#### Work item:
What you return must match the records below exactly, down to each character.

#### Records from a data source:
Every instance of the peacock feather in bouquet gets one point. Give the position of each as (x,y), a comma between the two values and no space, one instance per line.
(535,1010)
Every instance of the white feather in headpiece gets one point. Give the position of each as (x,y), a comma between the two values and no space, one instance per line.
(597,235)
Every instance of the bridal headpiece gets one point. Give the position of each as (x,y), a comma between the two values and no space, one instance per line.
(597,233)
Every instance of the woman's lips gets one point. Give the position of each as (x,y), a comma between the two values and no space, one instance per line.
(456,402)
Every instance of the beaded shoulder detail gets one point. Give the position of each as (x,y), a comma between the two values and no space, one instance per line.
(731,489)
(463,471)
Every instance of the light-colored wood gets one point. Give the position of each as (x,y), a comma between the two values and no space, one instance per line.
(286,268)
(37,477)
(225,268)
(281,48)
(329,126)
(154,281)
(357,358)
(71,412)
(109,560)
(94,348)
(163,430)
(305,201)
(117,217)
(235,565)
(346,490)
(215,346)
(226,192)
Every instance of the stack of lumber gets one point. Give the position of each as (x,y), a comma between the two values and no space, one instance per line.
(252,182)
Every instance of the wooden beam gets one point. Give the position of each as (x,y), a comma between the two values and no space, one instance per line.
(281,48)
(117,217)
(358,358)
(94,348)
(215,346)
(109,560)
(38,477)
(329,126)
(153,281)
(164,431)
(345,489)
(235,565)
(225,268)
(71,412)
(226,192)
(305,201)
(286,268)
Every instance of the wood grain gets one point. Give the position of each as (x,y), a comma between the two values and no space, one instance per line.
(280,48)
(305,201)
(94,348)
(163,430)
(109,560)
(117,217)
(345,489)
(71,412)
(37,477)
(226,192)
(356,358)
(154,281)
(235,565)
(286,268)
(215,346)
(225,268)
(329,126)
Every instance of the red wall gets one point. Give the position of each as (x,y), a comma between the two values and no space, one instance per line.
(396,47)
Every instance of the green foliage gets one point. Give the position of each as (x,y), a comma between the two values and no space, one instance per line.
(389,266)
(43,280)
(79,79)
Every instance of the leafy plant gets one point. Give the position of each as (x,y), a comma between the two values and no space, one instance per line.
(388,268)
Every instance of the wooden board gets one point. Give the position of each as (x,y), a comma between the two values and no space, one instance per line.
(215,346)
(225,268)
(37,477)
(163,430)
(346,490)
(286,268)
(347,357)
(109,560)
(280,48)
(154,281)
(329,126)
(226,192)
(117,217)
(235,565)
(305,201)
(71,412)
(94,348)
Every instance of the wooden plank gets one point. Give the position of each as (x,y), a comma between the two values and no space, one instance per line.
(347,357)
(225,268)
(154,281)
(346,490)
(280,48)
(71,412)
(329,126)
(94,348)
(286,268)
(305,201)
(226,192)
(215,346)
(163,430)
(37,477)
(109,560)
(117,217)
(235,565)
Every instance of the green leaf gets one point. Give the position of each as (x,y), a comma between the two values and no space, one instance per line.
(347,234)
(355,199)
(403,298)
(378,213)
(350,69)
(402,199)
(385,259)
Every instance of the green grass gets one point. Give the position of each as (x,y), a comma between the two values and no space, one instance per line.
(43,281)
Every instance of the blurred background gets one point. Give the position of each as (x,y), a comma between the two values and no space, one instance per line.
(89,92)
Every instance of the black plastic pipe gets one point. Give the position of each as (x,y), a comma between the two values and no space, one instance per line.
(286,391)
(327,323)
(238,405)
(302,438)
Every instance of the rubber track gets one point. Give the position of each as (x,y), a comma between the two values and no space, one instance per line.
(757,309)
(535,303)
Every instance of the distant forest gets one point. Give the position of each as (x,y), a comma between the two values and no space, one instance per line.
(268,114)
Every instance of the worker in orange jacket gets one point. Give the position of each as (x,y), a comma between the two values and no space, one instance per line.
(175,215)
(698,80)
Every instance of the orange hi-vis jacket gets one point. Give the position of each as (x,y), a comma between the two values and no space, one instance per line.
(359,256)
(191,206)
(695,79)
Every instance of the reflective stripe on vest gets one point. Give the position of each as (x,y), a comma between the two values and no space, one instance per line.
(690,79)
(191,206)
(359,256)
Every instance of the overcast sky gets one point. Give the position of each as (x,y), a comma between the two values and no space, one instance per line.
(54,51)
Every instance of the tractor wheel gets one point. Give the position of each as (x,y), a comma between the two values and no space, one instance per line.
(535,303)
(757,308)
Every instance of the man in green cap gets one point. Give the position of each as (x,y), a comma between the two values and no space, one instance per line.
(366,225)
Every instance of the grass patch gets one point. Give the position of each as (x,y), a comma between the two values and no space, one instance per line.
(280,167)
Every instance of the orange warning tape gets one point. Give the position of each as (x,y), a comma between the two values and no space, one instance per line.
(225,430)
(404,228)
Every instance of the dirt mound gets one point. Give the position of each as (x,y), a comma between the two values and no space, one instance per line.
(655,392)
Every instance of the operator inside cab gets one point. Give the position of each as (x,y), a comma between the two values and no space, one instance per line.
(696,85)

#### Reply:
Every instance of the peacock feather in bouquet gets one point. Give the position of each as (x,y), a comma between the two values and no space, one instance per line.
(535,1010)
Every instance of the white feather in headpiece gets one point. Give the position of each as (x,y), a comma between the two values and no space, one instance per line.
(597,235)
Every instance of the bridal headpiece gets one point. Give the position of each as (x,y), a comma between the two values and no space, one instance per line.
(597,233)
Every instance of the woman's lips gets one point. Give the position of each as (x,y), a comma between the two values and no space, one instance per line.
(456,402)
Every instance of the beaded shoulder detail gets one point. Give the position of each as (x,y), a comma between the two values and no space, one instance per line.
(731,489)
(463,471)
Every instance of the light-colored wood gets one point. Give the position of each as (x,y), a comma between the two values and no space, one instance per line.
(286,268)
(37,477)
(225,268)
(281,48)
(329,126)
(154,281)
(357,358)
(71,412)
(109,560)
(94,348)
(163,430)
(305,201)
(117,217)
(235,565)
(346,490)
(215,346)
(226,192)
Every instance of the stack of lumber gets one point. Give the position of each as (x,y), a comma between the two values and no space, one instance per line.
(252,182)
Every instance of the wooden beam gets one point. Give the position of each as (x,y), a comma between the two values and no space, one instance per line.
(281,48)
(117,217)
(358,358)
(94,348)
(215,346)
(109,560)
(38,477)
(329,126)
(153,281)
(164,431)
(345,489)
(235,565)
(225,268)
(71,412)
(226,192)
(305,201)
(286,268)
Every instance of the wood grain gets one point. Give the position of each as (x,y), a comma between the two values and no space, one instance per line.
(280,48)
(305,201)
(94,348)
(163,430)
(109,560)
(117,217)
(345,489)
(71,412)
(37,477)
(226,192)
(356,358)
(154,281)
(235,565)
(286,268)
(215,346)
(225,268)
(329,126)
Every instance of the red wall gets one point. Give the position of each as (x,y), a comma between the two values and no space, one instance per line.
(396,47)
Every instance of the green foliage gets one point. Give the position of each as (x,y), a comma between the two values and no space, one instance per line.
(389,266)
(43,280)
(79,79)
Every instance of the leafy plant gets one point. Give the position of each as (x,y), a comma between the two values and no space, one instance per line.
(388,268)
Every instance of the wooden board gets one point. Give the position of each as (x,y), a comma between the two values and no space, one instance per line.
(215,346)
(225,268)
(37,477)
(163,430)
(346,490)
(286,268)
(347,357)
(109,560)
(280,48)
(154,281)
(329,126)
(226,192)
(117,217)
(235,565)
(305,201)
(71,412)
(94,348)
Every instance of the wooden plank gets one point. Give the position of each as (x,y), a comma between the two values and no space, one instance per line.
(347,357)
(225,268)
(154,281)
(346,490)
(280,48)
(71,412)
(329,126)
(94,348)
(286,268)
(305,201)
(226,192)
(215,346)
(163,430)
(37,477)
(109,560)
(117,217)
(235,565)
Every instance of the green leaf gets one point. Give the position of each as (x,y), a comma between the two values and no space, one instance per line.
(347,234)
(355,199)
(403,298)
(378,213)
(350,69)
(402,199)
(385,259)
Every instance of the green grass gets one point. Give the position of each as (x,y), a comma between the two values and no space, one instance per line.
(43,281)
Every instance of the blurred background gets one point. Give the position of each as (x,y), a comma between the two values and no space, one instance per line.
(89,92)
Every instance of the black plastic pipe gets one point. Give the position of each as (x,y), a comma between the two values and no space, one instance per line.
(286,391)
(327,323)
(238,405)
(302,438)
Every instance of the rubber track gets one point. Give the position of each as (x,y), a comma between the two values and no space, one instance per line.
(757,309)
(535,303)
Every instance of the distant forest gets one point. Give the position of each as (x,y), a comma between the two values and no space, one instance per line.
(268,114)
Every instance of the worker in orange jacket gets one point. Give the position of each as (x,y), a comma between the two values and no space, one instance per line.
(175,215)
(698,80)
Every instance of the orange hi-vis jacket gets one point. Give the position of each as (x,y), a comma between the two values and no space, one instance per line.
(359,256)
(191,206)
(695,79)
Every instance of the reflective stripe on vest gets one point. Give the position of each as (x,y), a comma between the two values and no space, one instance per line.
(690,79)
(191,206)
(359,256)
Every instance of the overcast sky gets one point. Give the position of each as (x,y), a comma between the two values and no space, one instance per line.
(54,51)
Every instance of the tractor wheel gets one point. Give the position of each as (x,y), a comma between the two values and no space, one instance per line.
(535,303)
(757,308)
Every instance of the man in green cap gets one point. Give the position of each as (x,y), a comma between the two values and no space, one instance per line.
(366,225)
Every instance of the grass patch gets one point. Give the position of each as (x,y), a comma between the two values and no space, one instance per line.
(280,167)
Every instance of the orange warning tape gets one point. Give the position of each as (x,y), a comma between the two values and no space, one instance per line.
(225,430)
(404,228)
Every instance of the dirt mound gets one point. Give the position of each as (x,y), a comma between the two values and no space, one instance per line.
(655,392)
Every instance of the operator inside cab gets one point. Give the position of each as (x,y), a comma between the two values and no space, one instance per line.
(696,85)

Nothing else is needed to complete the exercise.